» **Things to do**
[1] Reproduce word for word the part of the Mechanical Company history starting with "In that spirit" and going on through "usual publication deadline.".
[2] According to the Mechanical Company history, how much money did the Company donate to the Boys Home in 1874?

In that spirit I was invited to reflect on 250 years of the history of the "Ancient and Honorable Mechanical Company" of Baltimore.
On September 24, 1814, Hezekiah Niles, member of the Mechanical Company of Baltimore since 1800 and a future president (1832) informed the readers of his “Weekly Register” that he was far too busy the previous two weeks to meet his usual publication deadline.
Source: http://mdhistory.net/niles_register/nilesweeklyregis07balt.pdf
The defeat of the British at Baltimore in 1814 was a stunning victory for the assembled Citizen Soldiers of the City, of which the members of the Merchant Company were well-represented. Niles would go on to record the general history of the times, while his newspaper colleague would publish the most famous song ever to come off the Baltimore presses, or any press for that matter, the song that became the “Star Spangled Banner.” Composed by Francis Scott Key while observing the bombardment of Ft. McHenry as a British detainee, it was delivered to the printer by a friend and set to type, so some would argue, by an apprentice who remained behind to guard the office while everyone else was at the ramparts celebrating the successful repulse of the British.
General Samuel Smith who was in charge of the successful defense of Baltimore in 1814 would, twenty years later, as Mayor of the City, praise the readiness of the Mechanical Company to be first responders to the defense of Baltimore:
“Indeed, it is [a] matter of notoriety that your Company has, from the first day of the Revolutionary War to the end of the War of 1815 with England, furnished volunteers in every great combat both on land and sea, and notwithstanding many of your members were of the “Society of Friends” there were always men enough to help the cause of liberty. No matter where, under the most discouraging disadvantages, the boys of the Mechanical were to be found first in the foremost line.”
The ancient and honorable mechanical company of Baltimore, from its creation in 1763 until its evolution into an annual remembrance of the contributions of the company to city government and fire prevention was a civic organization devoted to the protection of the businesses and homes of its members. It began when the population of the town was a mere 2500 and ended its active involvement in fire protection in 1859 when the population had mushroomed to over 200,000, among whom were 3,000 slaves and over 25,000 free blacks. In that year the city took over responsibility for fire protection. From that point forward the Mechanical Company devolved itself of its assets including its fire engines and cash in hand, and carried on the memory of its accomplishments at annual banquets that have continued to the present day. In dispersing its remaining treasury it was fitting that in 1874 the Company donated $1,230 to the Boys Home. Many of the Boys of the Mechanical that Mayor Smith referred to in 1814 had been apprentices at the businesses of the members and were no doubt drawn from those who had similar backgrounds to the residents of the Boys Home in 1874.

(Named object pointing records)
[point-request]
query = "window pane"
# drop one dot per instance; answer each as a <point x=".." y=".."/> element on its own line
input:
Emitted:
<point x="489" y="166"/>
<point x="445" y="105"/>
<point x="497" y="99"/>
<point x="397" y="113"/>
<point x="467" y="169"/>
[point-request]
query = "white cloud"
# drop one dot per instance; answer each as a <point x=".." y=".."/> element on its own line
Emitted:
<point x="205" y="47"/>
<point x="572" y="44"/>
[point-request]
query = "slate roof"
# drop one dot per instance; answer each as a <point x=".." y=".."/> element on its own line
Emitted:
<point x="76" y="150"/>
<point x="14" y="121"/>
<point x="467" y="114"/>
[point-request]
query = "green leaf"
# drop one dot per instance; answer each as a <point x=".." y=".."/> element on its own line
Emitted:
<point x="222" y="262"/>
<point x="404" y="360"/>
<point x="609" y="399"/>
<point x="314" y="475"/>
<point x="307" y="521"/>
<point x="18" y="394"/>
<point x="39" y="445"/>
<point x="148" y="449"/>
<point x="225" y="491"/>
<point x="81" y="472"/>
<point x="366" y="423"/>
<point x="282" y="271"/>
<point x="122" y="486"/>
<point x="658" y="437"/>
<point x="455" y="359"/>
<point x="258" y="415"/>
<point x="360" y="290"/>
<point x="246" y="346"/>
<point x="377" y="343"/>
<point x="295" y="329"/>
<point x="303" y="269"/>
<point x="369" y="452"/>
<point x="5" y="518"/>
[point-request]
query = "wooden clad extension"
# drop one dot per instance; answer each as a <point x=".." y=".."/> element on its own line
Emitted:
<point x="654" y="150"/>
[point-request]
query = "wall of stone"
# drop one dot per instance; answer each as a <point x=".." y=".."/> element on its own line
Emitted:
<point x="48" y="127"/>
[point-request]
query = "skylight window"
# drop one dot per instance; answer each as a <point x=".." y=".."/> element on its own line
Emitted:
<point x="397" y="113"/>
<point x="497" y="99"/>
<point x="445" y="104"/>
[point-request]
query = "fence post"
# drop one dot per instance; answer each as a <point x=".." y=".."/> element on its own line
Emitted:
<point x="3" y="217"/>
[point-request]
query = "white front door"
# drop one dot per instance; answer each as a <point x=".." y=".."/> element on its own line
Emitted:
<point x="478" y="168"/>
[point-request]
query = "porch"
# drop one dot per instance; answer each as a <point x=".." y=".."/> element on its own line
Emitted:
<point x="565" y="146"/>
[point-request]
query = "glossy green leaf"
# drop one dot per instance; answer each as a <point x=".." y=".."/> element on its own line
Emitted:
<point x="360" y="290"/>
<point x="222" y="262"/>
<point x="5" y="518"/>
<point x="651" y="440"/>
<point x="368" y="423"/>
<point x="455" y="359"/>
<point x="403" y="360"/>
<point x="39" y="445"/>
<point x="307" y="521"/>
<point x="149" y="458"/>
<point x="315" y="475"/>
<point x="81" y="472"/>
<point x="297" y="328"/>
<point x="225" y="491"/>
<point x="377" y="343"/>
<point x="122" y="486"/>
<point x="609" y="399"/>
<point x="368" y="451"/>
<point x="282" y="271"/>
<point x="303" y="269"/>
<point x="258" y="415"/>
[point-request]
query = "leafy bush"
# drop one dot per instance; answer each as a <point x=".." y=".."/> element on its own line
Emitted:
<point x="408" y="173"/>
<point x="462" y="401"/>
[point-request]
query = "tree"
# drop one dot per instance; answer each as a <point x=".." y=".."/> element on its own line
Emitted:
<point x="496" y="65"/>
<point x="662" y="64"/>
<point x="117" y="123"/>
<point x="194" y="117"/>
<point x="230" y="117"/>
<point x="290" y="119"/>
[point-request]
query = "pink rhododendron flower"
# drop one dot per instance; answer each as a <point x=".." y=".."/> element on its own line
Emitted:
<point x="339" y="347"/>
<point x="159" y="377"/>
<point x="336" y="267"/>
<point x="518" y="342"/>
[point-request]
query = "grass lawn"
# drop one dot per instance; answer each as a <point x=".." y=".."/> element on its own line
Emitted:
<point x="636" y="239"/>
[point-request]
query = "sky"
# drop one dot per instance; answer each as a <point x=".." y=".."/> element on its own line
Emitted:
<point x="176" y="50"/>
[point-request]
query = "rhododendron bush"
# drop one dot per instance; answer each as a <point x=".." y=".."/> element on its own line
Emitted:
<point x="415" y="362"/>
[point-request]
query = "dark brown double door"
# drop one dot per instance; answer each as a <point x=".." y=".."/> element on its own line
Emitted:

» **Outputs in order**
[1]
In that spirit I was invited to reflect on 250 years of the history of the "Ancient and Honorable Mechanical Company" of Baltimore.
On September 24, 1814, Hezekiah Niles, member of the Mechanical Company of Baltimore since 1800 and a future president (1832) informed the readers of his “Weekly Register” that he was far too busy the previous two weeks to meet his usual publication deadline.

[2] $1,230